**WORK ORDER**.
Output the records below verbatim, minus the pictures.

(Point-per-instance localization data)
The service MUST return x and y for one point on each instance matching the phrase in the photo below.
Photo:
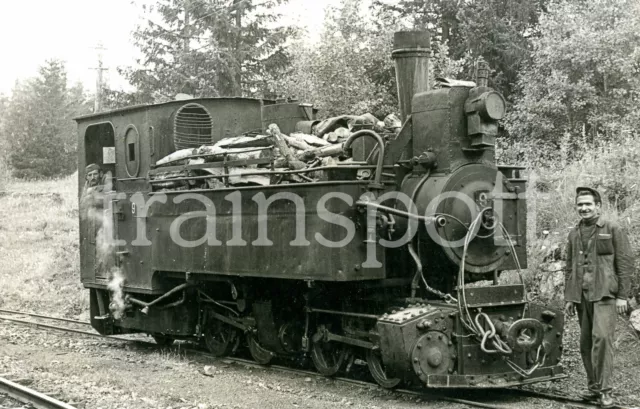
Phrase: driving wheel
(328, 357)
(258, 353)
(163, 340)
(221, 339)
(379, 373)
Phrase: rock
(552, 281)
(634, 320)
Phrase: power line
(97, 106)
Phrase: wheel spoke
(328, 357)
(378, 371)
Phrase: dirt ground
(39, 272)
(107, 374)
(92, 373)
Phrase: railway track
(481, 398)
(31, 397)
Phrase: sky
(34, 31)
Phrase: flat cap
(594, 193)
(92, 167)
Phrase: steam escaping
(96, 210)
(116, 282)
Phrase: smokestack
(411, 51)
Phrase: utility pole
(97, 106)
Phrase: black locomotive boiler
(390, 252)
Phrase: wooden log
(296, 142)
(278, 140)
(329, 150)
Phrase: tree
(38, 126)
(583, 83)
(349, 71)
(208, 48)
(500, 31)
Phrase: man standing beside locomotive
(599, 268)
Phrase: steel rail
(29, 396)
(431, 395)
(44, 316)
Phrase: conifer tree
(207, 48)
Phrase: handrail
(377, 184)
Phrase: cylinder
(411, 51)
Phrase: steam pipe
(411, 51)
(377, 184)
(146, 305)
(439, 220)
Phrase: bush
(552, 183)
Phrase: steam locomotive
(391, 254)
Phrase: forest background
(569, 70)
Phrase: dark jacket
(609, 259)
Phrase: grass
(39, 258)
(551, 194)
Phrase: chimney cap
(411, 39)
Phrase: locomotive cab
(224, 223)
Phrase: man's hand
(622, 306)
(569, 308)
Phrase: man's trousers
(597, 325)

**EXERCISE ANSWER**.
The service MUST return x and y for one point on each instance matching the phrase in the photo below.
Photo:
Phrase: driving wheel
(328, 357)
(258, 353)
(163, 340)
(221, 339)
(379, 373)
Phrase: rock
(552, 281)
(634, 320)
Phrase: power line
(97, 106)
Phrase: wheel spoke
(328, 357)
(378, 371)
Phrase: dirt ground
(39, 272)
(107, 374)
(92, 373)
Phrase: railway track
(481, 398)
(31, 397)
Phrase: sky
(34, 31)
Phrase: flat cap
(594, 193)
(92, 167)
Phrase: steam escaping
(96, 210)
(116, 282)
Phrase: smokestack
(411, 51)
Phrase: utility pole
(97, 106)
Phrase: black locomotive boiler
(390, 252)
Phrase: wooden log
(296, 142)
(278, 140)
(329, 150)
Phrase: tree
(38, 126)
(583, 83)
(349, 71)
(208, 48)
(500, 31)
Phrase: man standing beside locomotive
(599, 268)
Phrase: steel rail
(29, 396)
(431, 395)
(44, 316)
Phrase: conifer tree
(207, 48)
Phrase: handrail
(377, 184)
Phrase: cylinder
(411, 51)
Phrase: steam pipe
(411, 51)
(377, 184)
(146, 305)
(439, 220)
Phrase: bush
(552, 183)
Phrase: steam locomotive
(391, 254)
Phrase: forest background
(569, 70)
Phrase: dark jacket
(609, 259)
Phrase: grass
(39, 258)
(551, 194)
Phrase: chimney cap
(411, 39)
Phrase: locomotive cab
(224, 223)
Phrase: man's hand
(622, 306)
(569, 308)
Phrase: man's trousers
(597, 325)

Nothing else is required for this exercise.